Problem to solve :: Write down each entry again, exactly as it reads.

───── Data extract ─────

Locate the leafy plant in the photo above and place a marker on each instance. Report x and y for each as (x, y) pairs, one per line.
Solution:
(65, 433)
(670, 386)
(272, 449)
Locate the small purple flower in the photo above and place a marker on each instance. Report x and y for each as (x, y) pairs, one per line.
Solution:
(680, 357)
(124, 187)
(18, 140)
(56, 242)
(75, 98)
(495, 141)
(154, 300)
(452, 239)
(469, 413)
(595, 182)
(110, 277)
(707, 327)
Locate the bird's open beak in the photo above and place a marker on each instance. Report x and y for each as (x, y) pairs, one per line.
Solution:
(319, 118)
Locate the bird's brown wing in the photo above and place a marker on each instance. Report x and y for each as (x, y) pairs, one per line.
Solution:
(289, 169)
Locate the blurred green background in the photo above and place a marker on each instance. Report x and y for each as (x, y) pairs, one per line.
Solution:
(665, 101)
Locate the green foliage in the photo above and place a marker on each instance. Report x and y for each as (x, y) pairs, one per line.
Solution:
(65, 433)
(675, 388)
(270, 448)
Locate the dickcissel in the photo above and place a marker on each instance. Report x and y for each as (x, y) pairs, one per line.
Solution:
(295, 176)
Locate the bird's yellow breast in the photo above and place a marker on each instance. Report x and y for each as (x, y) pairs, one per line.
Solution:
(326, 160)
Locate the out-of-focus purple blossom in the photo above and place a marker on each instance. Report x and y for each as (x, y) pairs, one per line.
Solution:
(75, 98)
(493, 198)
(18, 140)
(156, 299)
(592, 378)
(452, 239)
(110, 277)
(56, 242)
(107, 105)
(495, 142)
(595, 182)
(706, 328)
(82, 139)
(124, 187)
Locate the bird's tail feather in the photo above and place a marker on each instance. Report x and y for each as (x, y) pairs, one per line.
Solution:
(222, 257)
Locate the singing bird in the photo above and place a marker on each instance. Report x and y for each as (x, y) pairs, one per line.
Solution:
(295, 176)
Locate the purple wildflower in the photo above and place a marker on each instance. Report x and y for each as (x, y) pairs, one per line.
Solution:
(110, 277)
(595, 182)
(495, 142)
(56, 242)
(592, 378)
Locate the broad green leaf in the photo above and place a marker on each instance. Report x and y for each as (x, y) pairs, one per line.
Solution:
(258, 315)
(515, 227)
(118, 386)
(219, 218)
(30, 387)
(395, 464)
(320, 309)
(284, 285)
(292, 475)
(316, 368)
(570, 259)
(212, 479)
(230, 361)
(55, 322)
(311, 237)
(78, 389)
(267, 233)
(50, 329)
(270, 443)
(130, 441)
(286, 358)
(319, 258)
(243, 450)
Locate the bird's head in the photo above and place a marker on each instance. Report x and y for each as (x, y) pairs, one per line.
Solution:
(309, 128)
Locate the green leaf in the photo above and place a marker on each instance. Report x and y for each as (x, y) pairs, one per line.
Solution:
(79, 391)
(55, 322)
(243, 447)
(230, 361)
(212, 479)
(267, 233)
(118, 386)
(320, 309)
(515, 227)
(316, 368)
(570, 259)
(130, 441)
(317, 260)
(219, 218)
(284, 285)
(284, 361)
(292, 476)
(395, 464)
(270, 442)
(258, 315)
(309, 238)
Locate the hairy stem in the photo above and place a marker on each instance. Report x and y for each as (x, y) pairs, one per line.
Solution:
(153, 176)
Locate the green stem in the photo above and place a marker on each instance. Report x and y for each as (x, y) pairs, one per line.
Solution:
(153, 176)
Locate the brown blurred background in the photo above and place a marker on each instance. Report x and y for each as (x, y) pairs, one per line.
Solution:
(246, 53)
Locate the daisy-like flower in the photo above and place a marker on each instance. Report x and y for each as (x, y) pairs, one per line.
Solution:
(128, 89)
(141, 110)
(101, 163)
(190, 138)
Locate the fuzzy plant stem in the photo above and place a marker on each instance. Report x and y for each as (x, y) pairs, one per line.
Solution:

─────

Result ::
Locate the leafy plant in the photo above and place a marker on each instance. Report x and y for each as (x, y) pairs, one per line.
Solution:
(65, 433)
(670, 386)
(272, 449)
Locate the small purple flower in the photo above and place a marker on each instance. Report x and y for each as (x, y) pairs, one per line.
Solution:
(680, 357)
(124, 187)
(18, 140)
(56, 242)
(75, 98)
(495, 141)
(154, 300)
(452, 239)
(469, 413)
(595, 182)
(110, 277)
(707, 327)
Locate the bird's open beak in the photo above and place a marker on each instance. Report x and y for each as (x, y) pairs, one per line.
Solution:
(319, 118)
Locate the bird's brown wing in the photo above and place a marker on each instance. Report x and y for each as (x, y) pairs, one per line.
Solution:
(289, 169)
Locate the blurred green background in the photo above and place a marker on each instance. Report x and y for each as (x, y) pairs, one per line.
Solution:
(665, 101)
Locate the green foliage in the photo above and place a marker on each instance. Report x and y for each as (x, y) pairs, one per line.
Solution:
(65, 433)
(675, 388)
(270, 448)
Locate the dickcissel in the photo above and place a marker on each instance. Report x and y for each as (x, y) pairs, one per line.
Solution:
(295, 176)
Locate the bird's yellow breast in the photo above and place a marker on each instance. Report x and y for each as (x, y) pairs, one per line.
Solution:
(326, 160)
Locate the out-of-focus purple blossom in the photo above and place a marker on each instance. Report x and y for each as (x, y) pairs, one per line.
Solution:
(75, 98)
(493, 198)
(18, 140)
(156, 299)
(592, 378)
(452, 239)
(110, 277)
(56, 242)
(107, 105)
(495, 142)
(595, 182)
(706, 328)
(82, 139)
(124, 187)
Locate the bird's tail feather in the photo above and place a marker on each instance. Report x and y for each as (x, y) pairs, one per line.
Solution:
(222, 257)
Locate the singing bird in the photo above and place a marker on each instance. Report x and y for each as (x, y) pairs, one per line.
Solution:
(295, 176)
Locate the purple wildflower in the photo above and place a marker on each instance. Report x and y for each as (x, y) pairs, one per line.
Solution:
(110, 277)
(595, 182)
(495, 142)
(56, 242)
(592, 378)
Locate the broad green leaf in the photo above and place a marker on each instance. Report x and y for each as (x, y) pairs, one per line.
Solution:
(258, 315)
(515, 227)
(118, 386)
(219, 218)
(30, 387)
(395, 464)
(320, 309)
(284, 285)
(292, 475)
(316, 368)
(570, 259)
(212, 479)
(230, 361)
(55, 322)
(311, 237)
(78, 389)
(267, 233)
(50, 329)
(270, 443)
(130, 441)
(286, 358)
(319, 258)
(243, 450)
Locate the bird's head in the photo above and place a marker on each instance. Report x and y for each as (x, y) pairs, one per line.
Solution:
(309, 128)
Locate the green leaf in the photo above and place a marker on each instance. Report x and y for each as (x, y) pairs, one per line.
Solution:
(79, 391)
(55, 322)
(243, 447)
(230, 361)
(212, 479)
(267, 233)
(118, 386)
(320, 309)
(515, 227)
(316, 368)
(570, 259)
(130, 441)
(317, 260)
(219, 218)
(284, 285)
(284, 361)
(292, 476)
(395, 464)
(270, 442)
(258, 315)
(309, 238)
Locate the hairy stem in the photo above and place a marker on each instance. Report x and y for each as (x, y) pairs, one per line.
Solution:
(153, 176)
Locate the green stem in the photo above and place a marker on each instance. Report x and y for each as (x, y) pairs, one per line.
Solution:
(153, 176)
Locate the brown blurred background in the photo above and place a marker on each instance. Report x and y for each as (x, y) pairs, one per line.
Solution:
(246, 53)
Locate the daisy-like flower in the photo above and place a marker on each instance. Report x and y for each as (x, y) pairs, one per line.
Solution:
(128, 89)
(141, 110)
(101, 163)
(190, 138)
Locate the fuzzy plant stem in the photo above and place a marker on each instance. Report x and y for each as (x, y) pairs, one per line.
Solution:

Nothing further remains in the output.